- REQUEST A -
Give the record lines from the line with "Could you please point to the dark suit" to the line with "Could you please point to the brown", both included, as a JSON list of strings with one string per line. Omit blank lines and leave the pictures out.

- PASSAGE SHOWN -
The retooled compact sedan marks the first time VW engineers have designed a model specifically for the U.S.

Next year, a new family-size sedan is scheduled to roll off the assembly lines at a newly built $1 billion plant in Chattanooga, Tenn. It is VW’s first U.S.-made car since the 1980s. On its heels comes a revamped New Beetle.

“I am fully aware that Volkswagen was too cautious for too long in North America,” Volkswagen Chief Executive Martin Winterkorn said at a test-driving event for the new Jetta in San Francisco this summer. His remark was a nod to the car maker’s decades-long penchant for deploying cars designed for European tastes across the Atlantic. That left its U.S. operations with models too small and expensive to go head-to-head with Asian and American rivals. Now, he vowed, “we have turned that upside down.”

Adding to the challenge is the constant change at the top in VW’s American operations:

Adding to the challenge is an unanticipated switch at the helm of VW’s U.S. operations.

- REQUEST B -
Carry the passage about Volkswagen's push into the U.S. market forward from its final sentence.

- RECORDS SHOWN -
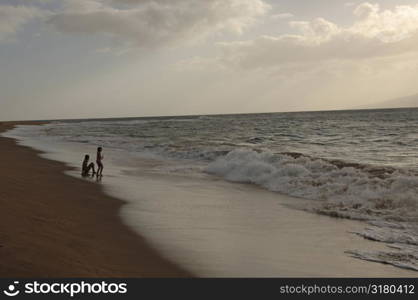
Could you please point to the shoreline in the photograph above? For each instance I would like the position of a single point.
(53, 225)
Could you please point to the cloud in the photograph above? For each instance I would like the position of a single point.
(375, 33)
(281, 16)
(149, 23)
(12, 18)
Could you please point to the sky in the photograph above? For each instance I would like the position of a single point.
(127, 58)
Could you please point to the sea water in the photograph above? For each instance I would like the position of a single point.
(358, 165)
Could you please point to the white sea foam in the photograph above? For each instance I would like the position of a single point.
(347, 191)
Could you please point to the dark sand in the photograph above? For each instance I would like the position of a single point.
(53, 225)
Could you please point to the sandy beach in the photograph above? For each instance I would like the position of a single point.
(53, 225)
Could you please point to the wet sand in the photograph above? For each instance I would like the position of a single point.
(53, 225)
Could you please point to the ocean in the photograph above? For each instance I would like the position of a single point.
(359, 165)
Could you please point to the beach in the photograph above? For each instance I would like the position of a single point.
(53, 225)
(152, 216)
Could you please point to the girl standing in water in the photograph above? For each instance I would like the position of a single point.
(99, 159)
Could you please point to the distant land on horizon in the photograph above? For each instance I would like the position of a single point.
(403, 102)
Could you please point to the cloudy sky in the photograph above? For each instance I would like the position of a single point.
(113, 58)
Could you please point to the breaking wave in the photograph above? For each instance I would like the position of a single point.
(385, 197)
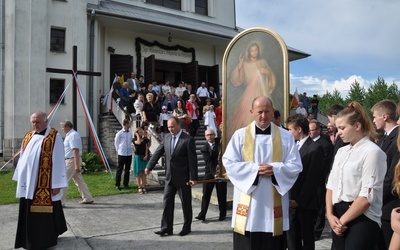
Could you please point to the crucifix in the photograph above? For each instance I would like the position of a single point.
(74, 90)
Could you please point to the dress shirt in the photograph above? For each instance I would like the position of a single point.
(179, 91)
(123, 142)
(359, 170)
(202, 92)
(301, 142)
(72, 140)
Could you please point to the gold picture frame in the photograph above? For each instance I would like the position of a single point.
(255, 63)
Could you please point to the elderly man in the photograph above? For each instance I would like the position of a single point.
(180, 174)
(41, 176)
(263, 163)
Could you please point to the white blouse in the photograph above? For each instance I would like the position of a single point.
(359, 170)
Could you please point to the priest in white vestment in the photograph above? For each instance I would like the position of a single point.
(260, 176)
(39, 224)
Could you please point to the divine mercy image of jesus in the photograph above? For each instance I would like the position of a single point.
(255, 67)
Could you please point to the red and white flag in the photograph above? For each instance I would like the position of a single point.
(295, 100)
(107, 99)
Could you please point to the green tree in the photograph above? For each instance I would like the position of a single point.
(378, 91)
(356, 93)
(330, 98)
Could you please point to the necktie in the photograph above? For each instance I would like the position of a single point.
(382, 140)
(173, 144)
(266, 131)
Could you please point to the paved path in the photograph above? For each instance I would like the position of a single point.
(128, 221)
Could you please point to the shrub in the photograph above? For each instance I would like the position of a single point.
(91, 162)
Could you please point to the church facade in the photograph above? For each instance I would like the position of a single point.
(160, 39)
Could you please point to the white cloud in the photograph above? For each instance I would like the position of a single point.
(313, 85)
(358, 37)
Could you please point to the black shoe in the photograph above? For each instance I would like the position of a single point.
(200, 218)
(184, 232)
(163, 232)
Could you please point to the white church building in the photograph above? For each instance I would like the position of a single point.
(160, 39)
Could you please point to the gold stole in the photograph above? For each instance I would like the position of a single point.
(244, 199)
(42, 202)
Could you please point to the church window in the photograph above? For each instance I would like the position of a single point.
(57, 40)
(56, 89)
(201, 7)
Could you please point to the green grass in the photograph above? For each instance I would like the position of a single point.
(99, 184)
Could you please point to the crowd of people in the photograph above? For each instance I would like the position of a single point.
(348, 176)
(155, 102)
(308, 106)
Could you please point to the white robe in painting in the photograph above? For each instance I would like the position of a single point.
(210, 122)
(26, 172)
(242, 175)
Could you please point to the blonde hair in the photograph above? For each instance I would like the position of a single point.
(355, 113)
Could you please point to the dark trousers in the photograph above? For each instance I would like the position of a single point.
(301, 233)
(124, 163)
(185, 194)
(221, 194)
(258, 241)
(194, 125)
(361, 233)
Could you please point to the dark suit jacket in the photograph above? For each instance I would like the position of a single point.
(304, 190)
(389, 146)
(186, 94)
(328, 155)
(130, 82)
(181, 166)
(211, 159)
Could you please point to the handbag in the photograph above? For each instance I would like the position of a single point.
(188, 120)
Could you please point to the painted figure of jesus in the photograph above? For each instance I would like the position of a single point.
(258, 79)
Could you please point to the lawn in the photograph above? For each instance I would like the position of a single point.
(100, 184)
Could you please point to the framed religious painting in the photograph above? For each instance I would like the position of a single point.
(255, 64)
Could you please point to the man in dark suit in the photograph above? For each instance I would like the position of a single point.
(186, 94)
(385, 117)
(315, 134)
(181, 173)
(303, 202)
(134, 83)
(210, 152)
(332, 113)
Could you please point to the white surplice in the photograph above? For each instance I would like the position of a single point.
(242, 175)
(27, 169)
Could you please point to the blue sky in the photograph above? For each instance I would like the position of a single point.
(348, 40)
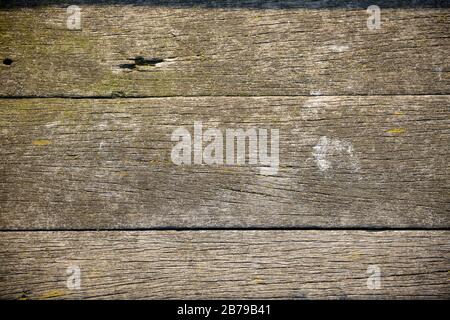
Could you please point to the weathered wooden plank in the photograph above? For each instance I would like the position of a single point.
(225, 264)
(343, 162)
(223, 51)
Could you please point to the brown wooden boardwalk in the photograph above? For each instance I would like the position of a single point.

==

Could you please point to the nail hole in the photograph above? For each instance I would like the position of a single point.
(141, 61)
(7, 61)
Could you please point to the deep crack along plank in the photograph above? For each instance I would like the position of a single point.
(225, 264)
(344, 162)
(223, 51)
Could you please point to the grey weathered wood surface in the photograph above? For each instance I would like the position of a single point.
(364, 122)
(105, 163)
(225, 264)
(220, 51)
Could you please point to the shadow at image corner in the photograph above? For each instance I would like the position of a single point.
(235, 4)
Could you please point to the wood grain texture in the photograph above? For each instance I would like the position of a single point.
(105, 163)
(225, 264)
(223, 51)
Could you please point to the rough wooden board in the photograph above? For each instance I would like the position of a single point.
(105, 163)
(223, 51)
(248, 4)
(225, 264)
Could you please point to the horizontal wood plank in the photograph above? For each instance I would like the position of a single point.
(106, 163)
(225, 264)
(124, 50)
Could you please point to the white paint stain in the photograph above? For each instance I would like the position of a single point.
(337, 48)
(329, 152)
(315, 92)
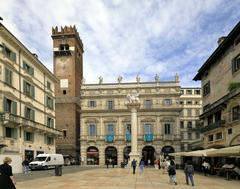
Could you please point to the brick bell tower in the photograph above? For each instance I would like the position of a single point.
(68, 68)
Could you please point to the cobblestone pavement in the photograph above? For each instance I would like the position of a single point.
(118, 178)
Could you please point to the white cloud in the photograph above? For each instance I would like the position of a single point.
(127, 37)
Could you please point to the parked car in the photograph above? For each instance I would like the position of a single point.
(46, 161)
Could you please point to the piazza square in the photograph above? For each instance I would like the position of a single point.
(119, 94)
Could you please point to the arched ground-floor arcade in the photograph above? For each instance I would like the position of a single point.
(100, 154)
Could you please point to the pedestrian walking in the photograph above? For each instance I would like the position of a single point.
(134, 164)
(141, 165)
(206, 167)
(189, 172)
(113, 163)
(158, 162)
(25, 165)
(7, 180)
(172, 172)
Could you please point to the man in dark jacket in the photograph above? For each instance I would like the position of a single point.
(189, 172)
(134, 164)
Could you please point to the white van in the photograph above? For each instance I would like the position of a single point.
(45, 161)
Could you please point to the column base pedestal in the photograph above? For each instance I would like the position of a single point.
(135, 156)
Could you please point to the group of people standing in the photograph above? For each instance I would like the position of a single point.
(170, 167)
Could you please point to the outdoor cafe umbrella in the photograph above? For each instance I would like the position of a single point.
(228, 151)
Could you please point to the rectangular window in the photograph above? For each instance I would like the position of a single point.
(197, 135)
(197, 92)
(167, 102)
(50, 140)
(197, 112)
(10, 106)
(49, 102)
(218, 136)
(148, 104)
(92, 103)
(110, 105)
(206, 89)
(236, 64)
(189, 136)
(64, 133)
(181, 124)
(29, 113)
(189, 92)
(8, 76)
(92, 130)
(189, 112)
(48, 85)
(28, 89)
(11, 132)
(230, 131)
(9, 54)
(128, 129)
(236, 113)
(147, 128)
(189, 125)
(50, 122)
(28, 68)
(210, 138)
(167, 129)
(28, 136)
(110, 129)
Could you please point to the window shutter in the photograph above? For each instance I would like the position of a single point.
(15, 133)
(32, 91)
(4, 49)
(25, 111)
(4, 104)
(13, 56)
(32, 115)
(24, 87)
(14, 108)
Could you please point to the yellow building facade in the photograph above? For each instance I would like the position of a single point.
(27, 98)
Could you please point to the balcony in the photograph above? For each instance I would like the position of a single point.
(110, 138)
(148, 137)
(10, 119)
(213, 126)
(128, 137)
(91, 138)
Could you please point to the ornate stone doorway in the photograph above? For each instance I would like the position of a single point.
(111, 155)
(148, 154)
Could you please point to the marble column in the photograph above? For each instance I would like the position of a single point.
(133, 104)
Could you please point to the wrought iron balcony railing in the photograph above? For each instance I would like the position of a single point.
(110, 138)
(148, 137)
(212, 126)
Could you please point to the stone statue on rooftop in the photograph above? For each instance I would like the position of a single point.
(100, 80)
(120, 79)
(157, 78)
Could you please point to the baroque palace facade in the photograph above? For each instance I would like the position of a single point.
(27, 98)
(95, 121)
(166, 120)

- WRITTEN RESPONSE A -
[
  "Could you please point to the dark suit jacket in the photograph above? For each instance I would like the position of a single point.",
  "(304, 190)",
  "(389, 146)",
  "(186, 94)",
  "(328, 155)",
  "(130, 82)",
  "(181, 166)",
  "(211, 159)",
  "Could you please point to the handbag in the photograph above? For each instance I would like the position of a single point.",
  "(188, 120)",
  "Could you please point to the painted figure of jesus in the photograph above? For each instance I would like the position of a single point.",
  "(258, 79)",
  "Could you please point to the lawn in the photograph above? For each instance I would like the position of a single point.",
  "(100, 184)",
  "Could you please point to the framed religious painting in the photograph above? For each instance I would like the position of a single point.",
  "(255, 64)",
  "Could you please point to the man in dark suit in the photograph above? For each instance I would like the position of a single point.",
  "(186, 94)",
  "(385, 117)",
  "(315, 134)",
  "(181, 173)",
  "(303, 202)",
  "(134, 83)",
  "(210, 152)",
  "(332, 113)",
  "Could you please point to the white surplice in the photograph above? For each instance I would like the position of a single point.",
  "(242, 175)",
  "(27, 169)",
  "Could you please point to the blue sky in the photograph above? For each instance I would like the position of a single point.",
  "(348, 40)",
  "Could you please point to the weathered wooden plank in the photograph above? For each instance I would like the position of a single point.",
  "(225, 264)",
  "(343, 162)",
  "(223, 51)",
  "Could you please point to the brown wooden boardwalk in the photograph above? For each instance I would like the position of a single point."
]

- WRITTEN RESPONSE B -
In June, Stefan Jacoby, a blunt-spoken German who took to wearing cowboy boots to dealer meetings and car shows, left his post as U.S. chief to become Volvo Cars’ new chief executive. His departure came just a week after he presented the new Jetta at a splashy launch party in Manhattan’s Times Square featuring pop singer Katy Perry. VW bosses scrambled much of the summer to fill the void left by a key architect of its American comeback strategy.

Mr. Jacoby’s replacement, former General Motors executive Jonathan Browning, is new to the U.S. market, having spent most of his career at GM’s European operations and managing Jaguar under Ford Motor Co.

Some U.S. dealers complain that the revolving door of U.S. chiefs—Mr. Jacoby was the third to go in five years—reflects a culture at VW’s headquarters in Wolfsburg, Germany, that views the U.S. as a career way station, or worse, graveyard.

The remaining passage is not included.